> [Objective 1] Write out the listing below verbatim, from its first line through the line holding "point(350, 176)", with both ends included.

> [Excerpt]

-*-*-

'Re: FIDEDUPERANGE woes may continue (or unrelated issue?)'

[prev in list] [next in list] [prev in thread] [next in thread] 

List:       linux-btrfs
Subject:    Re: FIDEDUPERANGE woes may continue (or unrelated issue?)
From:       halfdog <me () halfdog ! net>
Date:       2020-03-30 8:37:26
Message-ID: 1911-1585557446.708051 () Hw65 ! Ct0P ! Jhsr
[Download RAW message or body]

Zygo Blaxell writes:
> On Thu, Mar 26, 2020 at 09:53:08AM +0000, halfdog wrote:
>> Thanks for your lengthy reply!
>>
>> Zygo Blaxell writes:
>>> On Tue, Mar 24, 2020 at 08:27:22AM +0000, halfdog wrote:
>>>> Hello list,
>>>>
>>>> It seems the woes really continued ... After trashing the
>>>> old, corrupted filesystem (see old message below) I started
>>>> rebuilding the storage. Synchronization from another (still
>>>> working) storage roughly should have performed the same
>>>> actions as during initial build (minus count and time of
>>>> mounts/unmounts, transfer interrupts, ...).
>>>>
>>>> It does not seem to be a mere coincidence, that the corruption
>>>> occured when deduplicating the exact same file as last time.
>>>> While corruption last time made disk completely inaccessible,
>>>> this time it just was mounted readonly with a different
>>>> error message:
>>>>
>>>> [156603.177699] BTRFS error (device dm-1): parent transid
>>>> verify failed on 6680428544 wanted 12947 found 12945
>>>> [156603.177707] BTRFS: error (device dm-1) in
>>>> __btrfs_free_extent:3080: errno=-5 IO failure [156603.177708]
>>>> BTRFS info (device dm-1): forced readonly [156603.177711]
>>>> BTRFS: error (device dm-1) in btrfs_run_delayed_refs:2188:
>>>> errno=-5 IO failure
>>>
>>> Normally those messages mean your hardware is dropping writes
>>> somewhere; however, you previously reported running kernels
>>> 5.3.0 and 5.3.9, so there may be another explanation.
>>>
>>> Try kernel 4.19.x, 5.4.19, 5.5.3, or later.  Definitely do
>>> not use kernels from 5.1-rc1 to 5.4.13 inclusive unless backported
>>> fixes are included.
>>
>> Sorry, I forgot to update on that: I used the old kernel but
>> also managed t reproduce on ii  linux-image-5.4.0-4-amd64
>>            5.4.19-1                            amd64     
>>   Linux 5.4 for 64-bit PCs (signed) Linux version 5.4.0-4-amd64
>> (debian-kernel@lists.debian.org) (gcc version 9.2.1 20200203
>> (Debian 9.2.1-28)) #1 SMP Debian 5.4.19-1 (2020-02-13)

-*-*-

> [Data section]
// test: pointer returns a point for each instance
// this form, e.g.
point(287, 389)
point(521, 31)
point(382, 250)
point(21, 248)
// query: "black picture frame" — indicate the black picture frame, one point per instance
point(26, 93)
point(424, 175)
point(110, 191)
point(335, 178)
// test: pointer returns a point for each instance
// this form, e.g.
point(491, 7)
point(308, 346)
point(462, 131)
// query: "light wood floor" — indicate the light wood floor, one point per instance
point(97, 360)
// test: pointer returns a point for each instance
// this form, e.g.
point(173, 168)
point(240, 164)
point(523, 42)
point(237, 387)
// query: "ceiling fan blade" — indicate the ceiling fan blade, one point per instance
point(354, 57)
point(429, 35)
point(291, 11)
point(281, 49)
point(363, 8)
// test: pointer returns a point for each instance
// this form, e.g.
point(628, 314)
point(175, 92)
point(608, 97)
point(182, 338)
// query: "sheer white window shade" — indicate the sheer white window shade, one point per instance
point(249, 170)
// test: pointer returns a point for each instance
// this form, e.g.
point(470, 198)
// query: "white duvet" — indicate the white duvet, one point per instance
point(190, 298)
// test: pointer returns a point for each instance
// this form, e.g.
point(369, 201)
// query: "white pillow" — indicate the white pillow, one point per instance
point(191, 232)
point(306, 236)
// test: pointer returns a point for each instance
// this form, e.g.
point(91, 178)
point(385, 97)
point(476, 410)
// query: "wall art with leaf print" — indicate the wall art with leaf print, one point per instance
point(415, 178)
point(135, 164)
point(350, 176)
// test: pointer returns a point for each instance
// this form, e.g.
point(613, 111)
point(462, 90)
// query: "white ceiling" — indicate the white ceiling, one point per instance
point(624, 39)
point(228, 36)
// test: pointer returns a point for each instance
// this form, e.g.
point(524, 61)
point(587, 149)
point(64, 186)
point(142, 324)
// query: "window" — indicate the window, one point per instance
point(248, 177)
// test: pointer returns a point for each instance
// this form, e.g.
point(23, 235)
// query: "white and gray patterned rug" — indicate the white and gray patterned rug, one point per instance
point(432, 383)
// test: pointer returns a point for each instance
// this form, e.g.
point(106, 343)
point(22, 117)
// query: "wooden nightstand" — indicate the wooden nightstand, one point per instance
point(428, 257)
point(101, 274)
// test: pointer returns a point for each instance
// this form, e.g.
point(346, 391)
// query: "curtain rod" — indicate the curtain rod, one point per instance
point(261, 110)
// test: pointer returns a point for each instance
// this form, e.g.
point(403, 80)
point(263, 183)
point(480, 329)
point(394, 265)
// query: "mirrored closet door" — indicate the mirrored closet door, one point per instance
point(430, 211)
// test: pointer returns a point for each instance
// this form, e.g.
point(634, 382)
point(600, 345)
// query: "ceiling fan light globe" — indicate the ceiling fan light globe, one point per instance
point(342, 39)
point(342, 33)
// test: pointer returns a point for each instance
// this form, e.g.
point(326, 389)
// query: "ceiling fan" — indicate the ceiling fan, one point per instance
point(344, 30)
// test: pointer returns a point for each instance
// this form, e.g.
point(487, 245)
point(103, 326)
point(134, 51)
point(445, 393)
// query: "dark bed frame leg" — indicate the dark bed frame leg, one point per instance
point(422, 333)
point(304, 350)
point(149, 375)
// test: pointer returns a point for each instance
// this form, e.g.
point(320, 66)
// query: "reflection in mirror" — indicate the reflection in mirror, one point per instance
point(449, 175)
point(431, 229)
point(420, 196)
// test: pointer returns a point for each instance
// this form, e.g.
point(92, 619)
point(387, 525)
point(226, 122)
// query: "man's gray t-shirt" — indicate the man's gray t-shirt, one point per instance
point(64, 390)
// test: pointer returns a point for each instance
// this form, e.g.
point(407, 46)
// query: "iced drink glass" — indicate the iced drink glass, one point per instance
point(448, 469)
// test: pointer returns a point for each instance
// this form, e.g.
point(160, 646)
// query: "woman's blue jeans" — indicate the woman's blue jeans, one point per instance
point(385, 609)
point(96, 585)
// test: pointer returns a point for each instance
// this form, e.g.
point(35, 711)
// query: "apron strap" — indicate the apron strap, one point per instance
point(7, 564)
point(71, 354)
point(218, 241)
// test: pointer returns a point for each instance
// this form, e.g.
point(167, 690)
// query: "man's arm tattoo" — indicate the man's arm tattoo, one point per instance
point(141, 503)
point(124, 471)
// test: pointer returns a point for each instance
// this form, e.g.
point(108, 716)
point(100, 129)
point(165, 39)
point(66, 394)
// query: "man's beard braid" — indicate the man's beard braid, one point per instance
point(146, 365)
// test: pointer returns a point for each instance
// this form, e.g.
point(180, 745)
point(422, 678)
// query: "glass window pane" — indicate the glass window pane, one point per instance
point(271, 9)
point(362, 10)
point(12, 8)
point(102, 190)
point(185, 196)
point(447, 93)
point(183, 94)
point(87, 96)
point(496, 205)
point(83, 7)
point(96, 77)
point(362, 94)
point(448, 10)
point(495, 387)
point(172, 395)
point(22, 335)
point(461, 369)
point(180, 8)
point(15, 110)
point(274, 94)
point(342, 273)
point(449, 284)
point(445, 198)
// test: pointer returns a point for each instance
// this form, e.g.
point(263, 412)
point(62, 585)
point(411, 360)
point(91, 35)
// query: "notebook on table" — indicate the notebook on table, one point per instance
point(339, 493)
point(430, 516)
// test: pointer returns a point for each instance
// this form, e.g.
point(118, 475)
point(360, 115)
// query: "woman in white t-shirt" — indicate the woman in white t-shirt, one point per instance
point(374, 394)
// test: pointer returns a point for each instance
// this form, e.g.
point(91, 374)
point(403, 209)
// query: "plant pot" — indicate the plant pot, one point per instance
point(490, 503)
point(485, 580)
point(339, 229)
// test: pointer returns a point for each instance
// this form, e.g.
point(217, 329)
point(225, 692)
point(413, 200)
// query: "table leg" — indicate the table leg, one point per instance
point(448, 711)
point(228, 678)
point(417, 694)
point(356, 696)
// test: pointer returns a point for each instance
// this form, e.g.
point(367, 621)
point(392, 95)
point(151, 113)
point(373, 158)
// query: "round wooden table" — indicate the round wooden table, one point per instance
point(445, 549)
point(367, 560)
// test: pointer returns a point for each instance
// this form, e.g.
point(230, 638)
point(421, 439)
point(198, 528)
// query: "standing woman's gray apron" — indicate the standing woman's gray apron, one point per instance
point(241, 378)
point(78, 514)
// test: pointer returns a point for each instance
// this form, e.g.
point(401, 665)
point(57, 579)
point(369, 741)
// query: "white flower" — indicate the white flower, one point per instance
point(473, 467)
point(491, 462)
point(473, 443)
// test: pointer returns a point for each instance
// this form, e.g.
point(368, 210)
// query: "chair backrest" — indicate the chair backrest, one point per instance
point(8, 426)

-*-*-

> [Objective 2] Reproduce word for word the part of the btrfs mailing list message above between "[prev in list]" and "your lengthy reply!", inclusive.

> [Reply 1]
// test: pointer returns a point for each instance
// this form, e.g.
point(287, 389)
point(521, 31)
point(382, 250)
point(21, 248)
// query: "black picture frame" — indicate the black picture frame, one point per instance
point(26, 93)
point(424, 175)
point(110, 191)
point(335, 178)
// test: pointer returns a point for each instance
// this form, e.g.
point(491, 7)
point(308, 346)
point(462, 131)
// query: "light wood floor" — indicate the light wood floor, one point per instance
point(97, 360)
// test: pointer returns a point for each instance
// this form, e.g.
point(173, 168)
point(240, 164)
point(523, 42)
point(237, 387)
// query: "ceiling fan blade" — indicate the ceiling fan blade, one point per instance
point(354, 57)
point(429, 35)
point(291, 11)
point(281, 49)
point(363, 8)
// test: pointer returns a point for each instance
// this form, e.g.
point(628, 314)
point(175, 92)
point(608, 97)
point(182, 338)
// query: "sheer white window shade" — indicate the sheer white window shade, one point per instance
point(249, 170)
// test: pointer returns a point for each instance
// this form, e.g.
point(470, 198)
// query: "white duvet" — indicate the white duvet, one point per instance
point(190, 298)
// test: pointer returns a point for each instance
// this form, e.g.
point(369, 201)
// query: "white pillow" — indicate the white pillow, one point per instance
point(191, 232)
point(306, 236)
// test: pointer returns a point for each instance
// this form, e.g.
point(91, 178)
point(385, 97)
point(476, 410)
// query: "wall art with leaf print" — indicate the wall art with leaf print, one point per instance
point(415, 178)
point(135, 164)
point(350, 176)

> [Reply 2]
[prev in list] [next in list] [prev in thread] [next in thread] 

List:       linux-btrfs
Subject:    Re: FIDEDUPERANGE woes may continue (or unrelated issue?)
From:       halfdog <me () halfdog ! net>
Date:       2020-03-30 8:37:26
Message-ID: 1911-1585557446.708051 () Hw65 ! Ct0P ! Jhsr
[Download RAW message or body]

Zygo Blaxell writes:
> On Thu, Mar 26, 2020 at 09:53:08AM +0000, halfdog wrote:
>> Thanks for your lengthy reply!